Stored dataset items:
################

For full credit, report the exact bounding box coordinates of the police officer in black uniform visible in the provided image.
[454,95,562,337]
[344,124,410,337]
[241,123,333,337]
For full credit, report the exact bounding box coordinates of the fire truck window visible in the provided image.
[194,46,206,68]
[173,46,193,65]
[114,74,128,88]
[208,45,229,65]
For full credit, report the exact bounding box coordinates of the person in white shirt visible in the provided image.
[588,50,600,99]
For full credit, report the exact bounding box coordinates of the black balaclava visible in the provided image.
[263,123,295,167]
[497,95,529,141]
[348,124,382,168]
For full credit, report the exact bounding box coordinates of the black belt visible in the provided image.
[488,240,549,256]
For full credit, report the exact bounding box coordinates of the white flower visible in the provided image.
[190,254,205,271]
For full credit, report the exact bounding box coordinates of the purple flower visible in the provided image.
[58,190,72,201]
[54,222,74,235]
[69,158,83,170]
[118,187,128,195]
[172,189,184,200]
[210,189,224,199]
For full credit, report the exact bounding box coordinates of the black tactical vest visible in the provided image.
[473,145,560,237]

################

Work instructions:
Provide an exact transcription of every entry above.

Answer space:
For full credit, report the exact bounding box coordinates of the police officer in black uniform visible in the provided image.
[454,95,562,337]
[344,124,410,337]
[241,123,333,337]
For full credit, report the exact bounding box coordinates of the fire truck window visible in the provided image.
[194,46,206,68]
[173,46,193,65]
[114,74,128,88]
[208,45,229,65]
For full credit, report the exact bounding box coordinates of the person in white shirt visible in the provided image.
[588,50,600,99]
For full credit, report the exact bounding box coordinates of the black balaclava visible in the provided image.
[263,123,295,167]
[497,95,529,141]
[348,124,382,168]
For full credit, report the exact bounding box coordinates of the black belt visible in the provided image.
[488,240,549,256]
For full credit, report the exact bounding box coordinates of the white flower visible in the provided image.
[190,254,205,271]
For full credit, report the exact bounding box coordinates of the purple flower visible in the provided image.
[58,190,72,201]
[54,222,74,235]
[69,158,83,170]
[118,187,128,195]
[172,189,184,200]
[210,189,224,199]
For full credit, report the exact bounding box coordinates of the black tactical vest visible in the provided image.
[473,145,560,237]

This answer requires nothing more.